(Coordinate labeling data)
-*-*-

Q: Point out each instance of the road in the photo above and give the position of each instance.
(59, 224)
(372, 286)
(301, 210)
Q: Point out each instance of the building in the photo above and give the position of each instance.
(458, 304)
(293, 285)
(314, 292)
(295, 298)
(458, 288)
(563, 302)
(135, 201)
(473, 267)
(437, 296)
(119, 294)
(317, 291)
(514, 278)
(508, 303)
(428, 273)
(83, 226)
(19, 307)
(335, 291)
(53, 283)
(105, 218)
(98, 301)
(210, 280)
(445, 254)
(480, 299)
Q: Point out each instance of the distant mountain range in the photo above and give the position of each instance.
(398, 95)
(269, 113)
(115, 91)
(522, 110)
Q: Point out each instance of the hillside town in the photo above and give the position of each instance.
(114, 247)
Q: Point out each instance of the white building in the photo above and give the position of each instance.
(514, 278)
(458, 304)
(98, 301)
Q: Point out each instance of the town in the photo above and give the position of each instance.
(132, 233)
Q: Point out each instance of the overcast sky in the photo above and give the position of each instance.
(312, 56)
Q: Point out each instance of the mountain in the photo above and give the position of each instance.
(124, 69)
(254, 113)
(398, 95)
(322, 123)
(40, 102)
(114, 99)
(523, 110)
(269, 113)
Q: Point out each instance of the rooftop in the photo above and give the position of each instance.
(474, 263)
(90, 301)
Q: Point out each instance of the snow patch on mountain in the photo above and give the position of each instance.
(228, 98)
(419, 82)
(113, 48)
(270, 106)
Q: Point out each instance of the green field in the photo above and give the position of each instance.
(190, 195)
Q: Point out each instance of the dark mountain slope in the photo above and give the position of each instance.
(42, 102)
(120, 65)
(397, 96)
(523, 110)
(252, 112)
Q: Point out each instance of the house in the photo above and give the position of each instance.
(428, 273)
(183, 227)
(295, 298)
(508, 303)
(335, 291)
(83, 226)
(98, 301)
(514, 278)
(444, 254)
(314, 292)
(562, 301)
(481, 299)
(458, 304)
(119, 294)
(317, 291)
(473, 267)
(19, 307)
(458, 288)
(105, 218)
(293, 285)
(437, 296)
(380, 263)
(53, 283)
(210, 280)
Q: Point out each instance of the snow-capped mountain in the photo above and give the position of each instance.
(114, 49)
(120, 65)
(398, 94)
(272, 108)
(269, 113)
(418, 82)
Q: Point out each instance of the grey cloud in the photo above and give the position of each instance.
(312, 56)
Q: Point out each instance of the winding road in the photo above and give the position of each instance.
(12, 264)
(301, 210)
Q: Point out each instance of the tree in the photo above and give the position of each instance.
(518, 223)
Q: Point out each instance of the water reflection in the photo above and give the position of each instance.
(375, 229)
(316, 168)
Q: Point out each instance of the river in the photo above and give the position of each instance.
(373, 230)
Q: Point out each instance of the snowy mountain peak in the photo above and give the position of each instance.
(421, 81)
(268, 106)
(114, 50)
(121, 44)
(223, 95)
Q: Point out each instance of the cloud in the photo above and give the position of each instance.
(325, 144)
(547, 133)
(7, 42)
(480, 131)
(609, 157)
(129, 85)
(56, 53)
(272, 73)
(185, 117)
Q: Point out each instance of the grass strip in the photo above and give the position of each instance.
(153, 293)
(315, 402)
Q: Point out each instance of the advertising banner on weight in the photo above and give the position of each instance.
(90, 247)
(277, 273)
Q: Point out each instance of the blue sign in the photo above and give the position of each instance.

-*-*-

Reproduce the listing above line for line, without changing anything.

Worked answer |
Q: Point out each instance of the road in the photo above and give the position of each instance.
(59, 224)
(372, 286)
(301, 210)
Q: Point out each instance of the building in the photo above and give the position of each instance.
(458, 304)
(293, 285)
(314, 292)
(295, 298)
(458, 288)
(563, 302)
(135, 201)
(473, 267)
(437, 296)
(119, 294)
(317, 291)
(514, 278)
(508, 303)
(428, 273)
(83, 226)
(19, 307)
(335, 291)
(53, 283)
(105, 218)
(98, 301)
(210, 280)
(445, 254)
(480, 299)
Q: Point out each instance of the distant mountain range in the photo above and give the position of each instance.
(398, 95)
(269, 113)
(115, 91)
(522, 110)
Q: Point out each instance of the hillside town in the photo above and give the position of each instance.
(114, 247)
Q: Point out each instance of the white building in the photo above and give the position of each instance.
(514, 278)
(458, 304)
(98, 301)
Q: Point out each instance of the town in the photo above and give the position of each instance.
(132, 233)
Q: Point out each instance of the overcast sky in the photo above and give the position of each instance.
(312, 56)
Q: Point out each instance of the mountain in the photo above and give the position of each instance.
(124, 69)
(254, 113)
(398, 95)
(322, 123)
(40, 102)
(114, 99)
(523, 110)
(269, 113)
Q: Point out each instance of the rooftop in the photo above and give the position of each instance.
(474, 263)
(90, 301)
Q: Point out each instance of the snow patch on mountain in the photo above and give the position of each instance.
(228, 98)
(419, 82)
(113, 48)
(270, 106)
Q: Point out each instance of the green field in the photo above and give the position of each instance.
(190, 195)
Q: Point out each instance of the dark mountain slope in the photo above and give the position of each instance.
(42, 102)
(120, 65)
(397, 96)
(523, 110)
(252, 112)
Q: Point out each instance of the house in the photo above and give the position of each instance.
(428, 273)
(183, 227)
(295, 298)
(508, 303)
(335, 291)
(83, 226)
(98, 301)
(514, 278)
(444, 254)
(314, 292)
(562, 301)
(481, 299)
(458, 304)
(119, 294)
(317, 291)
(473, 267)
(19, 307)
(458, 288)
(105, 218)
(293, 285)
(437, 296)
(380, 263)
(53, 283)
(210, 280)
Q: Point out each instance of the snow-capped mountain in the photo above and give the position of each instance.
(114, 49)
(120, 65)
(398, 94)
(272, 108)
(269, 113)
(418, 82)
Q: Point out each instance of the grey cloud in the photo above and give the position of each instance.
(312, 56)
Q: Point out each instance of the winding road in the photo above and give the position of each instance.
(12, 264)
(301, 210)
Q: Point out each instance of the tree in the photo above and give the position of each instance.
(518, 223)
Q: Point out each instance of the water reflection in the photo above and give the position of each instance.
(375, 229)
(316, 168)
Q: Point out each instance of the river in the photo above and give the position of each instance.
(373, 230)
Q: Point out each instance of the snowy mountain peak in the photo above and give the position of each instance.
(421, 81)
(268, 106)
(114, 50)
(121, 44)
(223, 95)
Q: Point out each instance of the cloud in the photo above and give the position of each instance.
(325, 144)
(547, 133)
(7, 42)
(480, 131)
(609, 157)
(129, 85)
(56, 53)
(272, 73)
(185, 117)
Q: Point out each instance of the grass strip in the photo above and give the position of each instance.
(153, 293)
(315, 402)
Q: Point out each instance of the advertising banner on weight in the photo above and give the position of each instance.
(90, 247)
(277, 273)
Q: Point out each instance of the blue sign in the photo above and give the position of each instance.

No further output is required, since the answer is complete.